◆ Отрывок ◆
• • • • •
Перевод Жуковского из Шиллера не мог быть известен Мандельштаму (впервые полностью он был опубликован лишь в 1988 г.). Но в ДТС Мандельштам, исподволь разрабатывая собственную давнюю тему – трансисторического Геркуланума, спящего города, – похоже, самостоятельно следуя той же логике, что и Жуковский, дополнил свою галерею призрачных городов имплицитным образом сонного царства[241] – и притом не без влияния «Спящей царевны», комбинирующей оба классических источника – Перро и братьев Гримм, но в историко-литературном плане однородной с остальными подтекстами стихотворения[242]. В этом случае наволочки – не простой реликт сна в отброшенном варианте 6-го стиха, но актуальный символ сонного царства, а характеристика «без всякой прошвы» должна намекать на запрет, ранее наложенный в этом царстве на веретёна (и по смежности легко распространяемый поэтическим мышлением на иглы).
• • • • •
◆ Предоставленные записи ◆
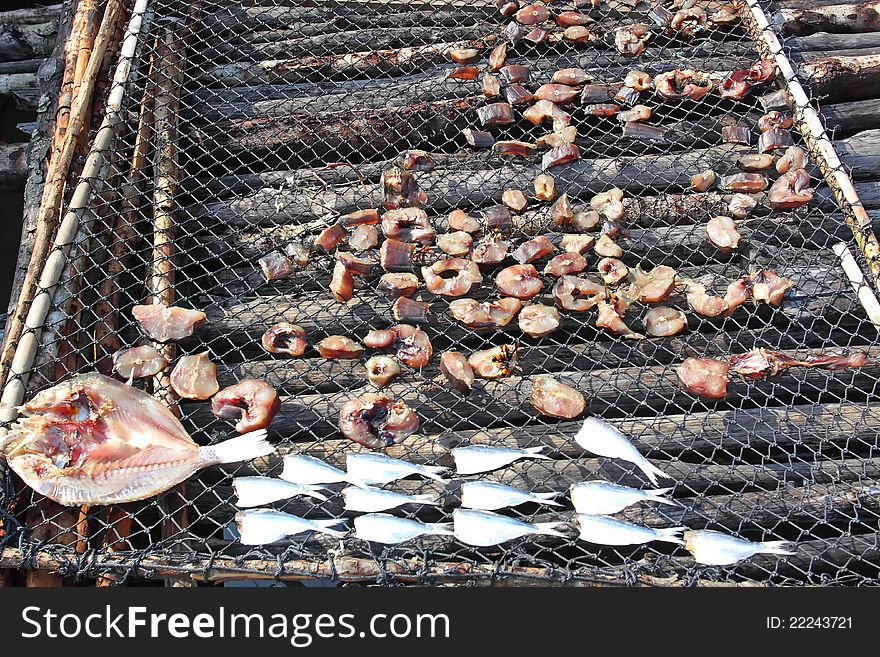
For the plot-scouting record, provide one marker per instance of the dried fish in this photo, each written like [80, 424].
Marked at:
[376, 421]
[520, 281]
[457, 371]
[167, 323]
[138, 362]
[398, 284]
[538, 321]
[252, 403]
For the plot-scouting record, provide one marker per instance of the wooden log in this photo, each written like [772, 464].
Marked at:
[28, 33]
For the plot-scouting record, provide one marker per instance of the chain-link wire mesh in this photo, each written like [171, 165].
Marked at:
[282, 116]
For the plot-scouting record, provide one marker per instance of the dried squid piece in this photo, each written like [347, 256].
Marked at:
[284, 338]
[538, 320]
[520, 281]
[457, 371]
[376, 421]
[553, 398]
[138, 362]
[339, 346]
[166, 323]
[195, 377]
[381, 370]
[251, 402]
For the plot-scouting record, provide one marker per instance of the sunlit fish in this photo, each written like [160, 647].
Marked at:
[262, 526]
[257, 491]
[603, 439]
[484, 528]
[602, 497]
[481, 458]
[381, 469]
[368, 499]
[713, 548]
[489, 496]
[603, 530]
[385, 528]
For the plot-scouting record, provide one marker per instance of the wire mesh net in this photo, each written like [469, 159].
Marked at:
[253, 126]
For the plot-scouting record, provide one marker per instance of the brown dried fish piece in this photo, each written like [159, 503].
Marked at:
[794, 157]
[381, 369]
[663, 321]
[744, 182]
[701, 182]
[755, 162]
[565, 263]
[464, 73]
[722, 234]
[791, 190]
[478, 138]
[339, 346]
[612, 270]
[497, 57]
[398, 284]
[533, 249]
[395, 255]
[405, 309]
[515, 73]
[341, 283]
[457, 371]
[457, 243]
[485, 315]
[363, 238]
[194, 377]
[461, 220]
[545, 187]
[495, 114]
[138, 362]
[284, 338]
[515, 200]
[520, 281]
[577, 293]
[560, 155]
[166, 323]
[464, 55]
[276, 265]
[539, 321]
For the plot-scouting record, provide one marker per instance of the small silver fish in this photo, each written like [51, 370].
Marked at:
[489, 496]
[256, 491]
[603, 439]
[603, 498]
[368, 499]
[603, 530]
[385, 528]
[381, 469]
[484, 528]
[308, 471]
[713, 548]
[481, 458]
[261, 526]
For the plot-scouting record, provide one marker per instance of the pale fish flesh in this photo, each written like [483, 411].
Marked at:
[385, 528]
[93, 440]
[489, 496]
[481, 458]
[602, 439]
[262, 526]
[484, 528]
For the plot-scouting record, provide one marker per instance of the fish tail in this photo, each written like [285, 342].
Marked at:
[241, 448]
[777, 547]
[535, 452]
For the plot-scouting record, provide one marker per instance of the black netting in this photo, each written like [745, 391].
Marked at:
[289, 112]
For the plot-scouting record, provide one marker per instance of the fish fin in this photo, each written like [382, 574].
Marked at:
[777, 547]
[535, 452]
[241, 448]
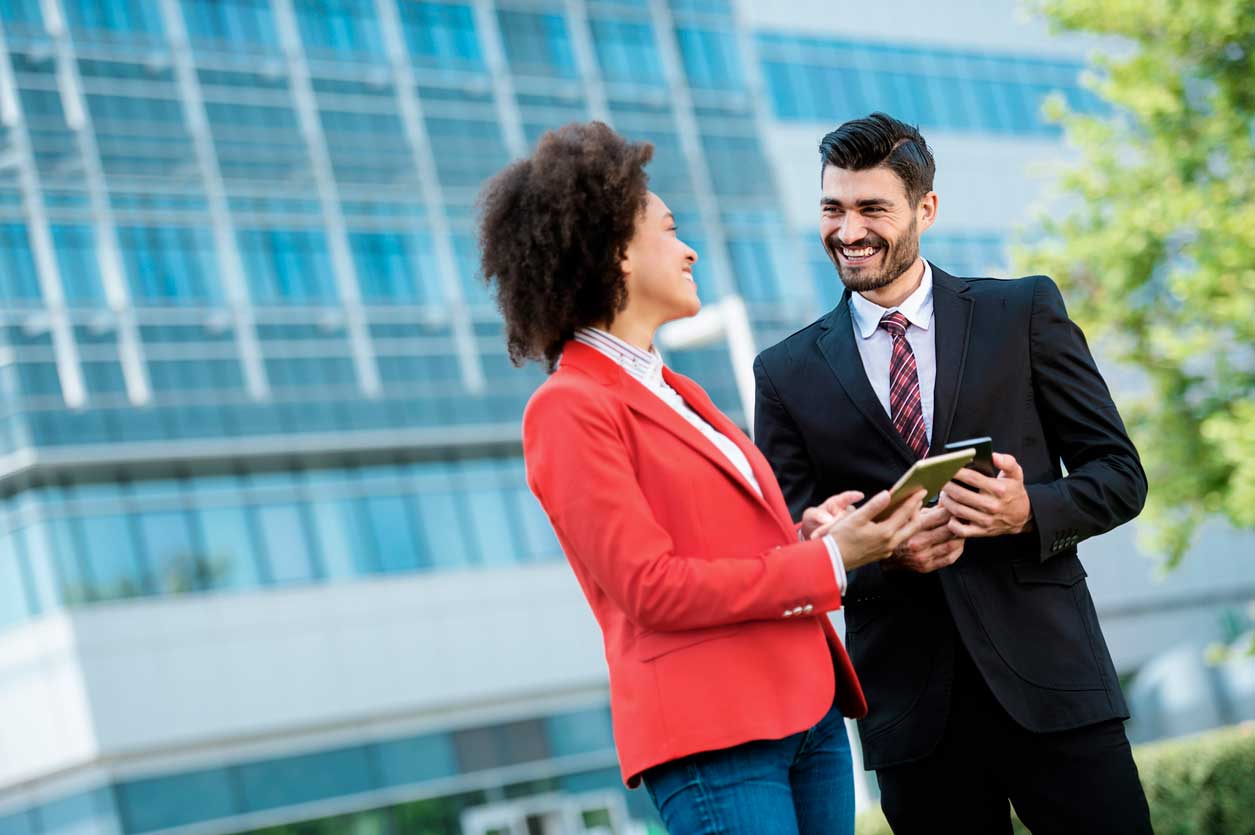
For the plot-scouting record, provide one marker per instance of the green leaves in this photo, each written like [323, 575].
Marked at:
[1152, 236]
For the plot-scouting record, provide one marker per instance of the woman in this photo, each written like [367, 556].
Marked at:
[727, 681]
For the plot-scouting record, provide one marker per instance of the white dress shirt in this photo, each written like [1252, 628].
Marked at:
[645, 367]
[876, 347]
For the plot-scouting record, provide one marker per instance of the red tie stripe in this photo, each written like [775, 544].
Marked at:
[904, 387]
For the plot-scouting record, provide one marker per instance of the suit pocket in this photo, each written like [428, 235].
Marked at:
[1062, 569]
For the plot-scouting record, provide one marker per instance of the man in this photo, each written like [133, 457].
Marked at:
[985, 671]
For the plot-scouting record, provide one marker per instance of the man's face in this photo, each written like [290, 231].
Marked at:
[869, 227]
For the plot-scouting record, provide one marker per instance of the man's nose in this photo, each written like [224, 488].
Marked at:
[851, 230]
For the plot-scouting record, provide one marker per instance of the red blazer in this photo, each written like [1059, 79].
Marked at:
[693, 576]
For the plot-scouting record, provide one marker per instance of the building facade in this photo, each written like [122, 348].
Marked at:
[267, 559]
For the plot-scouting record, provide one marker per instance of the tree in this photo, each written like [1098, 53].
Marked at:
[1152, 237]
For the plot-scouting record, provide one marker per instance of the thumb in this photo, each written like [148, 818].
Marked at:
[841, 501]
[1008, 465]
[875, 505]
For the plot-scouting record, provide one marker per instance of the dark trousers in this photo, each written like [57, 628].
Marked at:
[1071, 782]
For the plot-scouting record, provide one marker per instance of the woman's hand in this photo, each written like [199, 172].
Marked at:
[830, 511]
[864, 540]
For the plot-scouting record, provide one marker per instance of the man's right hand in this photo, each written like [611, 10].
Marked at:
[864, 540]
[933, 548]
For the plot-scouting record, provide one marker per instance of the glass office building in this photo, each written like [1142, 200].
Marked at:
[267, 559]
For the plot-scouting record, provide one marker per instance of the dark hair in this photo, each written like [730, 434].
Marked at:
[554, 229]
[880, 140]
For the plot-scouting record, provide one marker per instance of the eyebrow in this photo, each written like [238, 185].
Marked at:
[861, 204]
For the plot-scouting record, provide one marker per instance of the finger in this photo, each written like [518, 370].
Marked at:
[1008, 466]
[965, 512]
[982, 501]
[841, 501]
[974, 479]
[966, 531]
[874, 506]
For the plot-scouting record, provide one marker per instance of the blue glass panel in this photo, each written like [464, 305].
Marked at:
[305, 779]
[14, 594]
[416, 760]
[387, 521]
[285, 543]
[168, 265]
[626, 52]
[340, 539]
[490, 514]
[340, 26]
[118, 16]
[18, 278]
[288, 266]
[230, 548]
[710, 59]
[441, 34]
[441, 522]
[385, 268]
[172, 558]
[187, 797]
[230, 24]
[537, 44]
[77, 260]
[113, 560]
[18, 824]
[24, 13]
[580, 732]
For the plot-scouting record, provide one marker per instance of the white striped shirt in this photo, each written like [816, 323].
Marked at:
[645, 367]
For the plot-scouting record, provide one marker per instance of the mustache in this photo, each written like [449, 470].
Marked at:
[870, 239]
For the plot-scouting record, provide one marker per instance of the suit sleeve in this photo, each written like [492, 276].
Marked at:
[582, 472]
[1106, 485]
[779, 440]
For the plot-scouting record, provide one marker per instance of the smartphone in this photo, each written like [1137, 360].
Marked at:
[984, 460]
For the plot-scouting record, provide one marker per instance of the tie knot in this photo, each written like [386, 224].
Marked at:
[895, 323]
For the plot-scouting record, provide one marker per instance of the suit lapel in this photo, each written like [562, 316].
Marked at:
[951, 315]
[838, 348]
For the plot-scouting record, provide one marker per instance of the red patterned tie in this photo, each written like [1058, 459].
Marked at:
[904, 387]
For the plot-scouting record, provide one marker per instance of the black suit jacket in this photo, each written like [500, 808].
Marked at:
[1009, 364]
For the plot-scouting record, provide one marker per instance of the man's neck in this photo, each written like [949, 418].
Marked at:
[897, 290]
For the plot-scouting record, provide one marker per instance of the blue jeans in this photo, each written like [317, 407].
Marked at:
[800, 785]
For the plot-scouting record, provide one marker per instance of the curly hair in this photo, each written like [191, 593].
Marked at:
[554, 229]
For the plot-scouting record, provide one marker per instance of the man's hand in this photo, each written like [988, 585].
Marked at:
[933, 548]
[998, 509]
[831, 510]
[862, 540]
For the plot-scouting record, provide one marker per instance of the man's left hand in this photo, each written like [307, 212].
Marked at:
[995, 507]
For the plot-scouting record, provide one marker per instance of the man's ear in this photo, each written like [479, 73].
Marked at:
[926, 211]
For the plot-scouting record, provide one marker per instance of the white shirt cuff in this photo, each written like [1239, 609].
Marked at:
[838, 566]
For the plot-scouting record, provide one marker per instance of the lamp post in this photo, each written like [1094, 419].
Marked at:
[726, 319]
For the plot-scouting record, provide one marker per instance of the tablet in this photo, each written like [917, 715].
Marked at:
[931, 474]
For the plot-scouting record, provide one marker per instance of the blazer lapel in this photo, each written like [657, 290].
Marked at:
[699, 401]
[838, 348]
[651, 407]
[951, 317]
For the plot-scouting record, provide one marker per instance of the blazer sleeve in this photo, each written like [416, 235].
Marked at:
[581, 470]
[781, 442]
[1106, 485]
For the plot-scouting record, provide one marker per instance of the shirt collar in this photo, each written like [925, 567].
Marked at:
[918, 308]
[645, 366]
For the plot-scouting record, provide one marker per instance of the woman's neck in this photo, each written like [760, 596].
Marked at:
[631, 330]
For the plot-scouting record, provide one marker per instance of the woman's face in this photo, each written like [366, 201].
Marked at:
• • • • •
◆ Цель задания ◆
Соответствуют ли отрывку утверждения (a), (b) и (c)? Ответьте на каждое «да» или «нет» и приведите решающие слова отрывка в точной цитате.
(a) Перевод Жуковского из Шиллера впервые полностью опубликовали в 1988 году.
(b) Мандельштам был знаком с переводом Жуковского из Шиллера.
(c) «Спящая царевна» опирается только на сказку Перро.

◆ Ответ на задание ◆
(a) Да: «впервые полностью он был опубликован лишь в 1988 г.»
(b) Нет: «Перевод Жуковского из Шиллера не мог быть известен Мандельштаму»
(c) Нет: «комбинирующей оба классических источника – Перро и братьев Гримм»